__Requirement__:
Count the lines in the entries below that contain the word "floor". Reply with the number only.

__Provided material__:
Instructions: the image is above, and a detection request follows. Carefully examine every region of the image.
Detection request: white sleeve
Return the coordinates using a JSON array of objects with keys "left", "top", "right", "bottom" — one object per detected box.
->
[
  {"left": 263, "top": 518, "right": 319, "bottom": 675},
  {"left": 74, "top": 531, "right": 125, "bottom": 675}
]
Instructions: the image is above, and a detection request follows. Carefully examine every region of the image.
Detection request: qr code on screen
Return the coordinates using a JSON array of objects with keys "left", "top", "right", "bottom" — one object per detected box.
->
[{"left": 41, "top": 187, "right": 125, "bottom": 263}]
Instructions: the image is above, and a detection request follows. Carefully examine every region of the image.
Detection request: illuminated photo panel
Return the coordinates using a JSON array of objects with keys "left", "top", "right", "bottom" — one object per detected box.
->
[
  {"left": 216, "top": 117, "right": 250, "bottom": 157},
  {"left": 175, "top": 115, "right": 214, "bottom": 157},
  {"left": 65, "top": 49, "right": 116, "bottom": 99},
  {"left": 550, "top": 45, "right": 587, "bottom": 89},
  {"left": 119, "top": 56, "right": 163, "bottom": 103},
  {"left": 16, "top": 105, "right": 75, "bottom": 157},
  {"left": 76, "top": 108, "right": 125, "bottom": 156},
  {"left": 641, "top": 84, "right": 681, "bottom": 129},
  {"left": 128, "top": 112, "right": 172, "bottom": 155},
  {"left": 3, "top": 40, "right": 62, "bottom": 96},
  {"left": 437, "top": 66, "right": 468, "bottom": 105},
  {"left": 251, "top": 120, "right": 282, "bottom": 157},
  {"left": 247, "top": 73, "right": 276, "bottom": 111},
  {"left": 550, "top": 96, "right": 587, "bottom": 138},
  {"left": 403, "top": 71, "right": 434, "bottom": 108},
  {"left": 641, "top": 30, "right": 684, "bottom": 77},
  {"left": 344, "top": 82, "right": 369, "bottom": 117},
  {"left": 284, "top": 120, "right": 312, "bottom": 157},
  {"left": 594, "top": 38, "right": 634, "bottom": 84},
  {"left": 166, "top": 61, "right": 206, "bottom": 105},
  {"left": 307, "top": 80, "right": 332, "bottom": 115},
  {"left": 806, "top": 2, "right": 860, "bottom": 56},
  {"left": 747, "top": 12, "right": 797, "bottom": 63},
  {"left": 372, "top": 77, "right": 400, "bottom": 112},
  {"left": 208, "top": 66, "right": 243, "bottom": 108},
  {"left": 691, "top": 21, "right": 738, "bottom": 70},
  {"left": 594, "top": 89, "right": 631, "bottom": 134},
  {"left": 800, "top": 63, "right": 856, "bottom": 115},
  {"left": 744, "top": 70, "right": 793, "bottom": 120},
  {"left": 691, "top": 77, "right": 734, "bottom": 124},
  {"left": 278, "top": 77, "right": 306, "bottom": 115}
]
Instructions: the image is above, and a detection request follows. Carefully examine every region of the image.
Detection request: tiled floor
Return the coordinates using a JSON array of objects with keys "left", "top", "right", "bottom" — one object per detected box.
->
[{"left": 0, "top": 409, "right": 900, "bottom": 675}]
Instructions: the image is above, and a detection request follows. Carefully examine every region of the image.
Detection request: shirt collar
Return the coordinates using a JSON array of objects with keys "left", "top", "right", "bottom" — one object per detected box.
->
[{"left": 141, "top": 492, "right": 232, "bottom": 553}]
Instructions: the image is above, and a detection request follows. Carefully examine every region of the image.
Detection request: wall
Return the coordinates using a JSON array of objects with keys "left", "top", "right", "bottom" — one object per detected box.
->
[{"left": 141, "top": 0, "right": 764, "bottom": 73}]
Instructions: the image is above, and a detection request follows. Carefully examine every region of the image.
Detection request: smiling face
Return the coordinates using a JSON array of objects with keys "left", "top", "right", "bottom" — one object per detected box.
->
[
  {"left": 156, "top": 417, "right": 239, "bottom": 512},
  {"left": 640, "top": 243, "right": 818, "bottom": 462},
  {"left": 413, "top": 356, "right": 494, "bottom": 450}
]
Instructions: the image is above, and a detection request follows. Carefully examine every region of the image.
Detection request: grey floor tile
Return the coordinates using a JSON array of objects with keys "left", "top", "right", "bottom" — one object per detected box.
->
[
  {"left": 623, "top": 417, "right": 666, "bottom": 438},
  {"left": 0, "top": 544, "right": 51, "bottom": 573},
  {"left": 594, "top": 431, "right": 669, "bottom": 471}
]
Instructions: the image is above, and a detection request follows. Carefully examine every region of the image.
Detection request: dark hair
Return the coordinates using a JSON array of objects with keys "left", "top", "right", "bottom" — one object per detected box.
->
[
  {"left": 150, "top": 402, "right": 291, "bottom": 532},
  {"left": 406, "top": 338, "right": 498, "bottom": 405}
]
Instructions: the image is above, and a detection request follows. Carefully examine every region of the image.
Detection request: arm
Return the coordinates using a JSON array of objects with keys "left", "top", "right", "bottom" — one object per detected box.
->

__Exercise response__:
2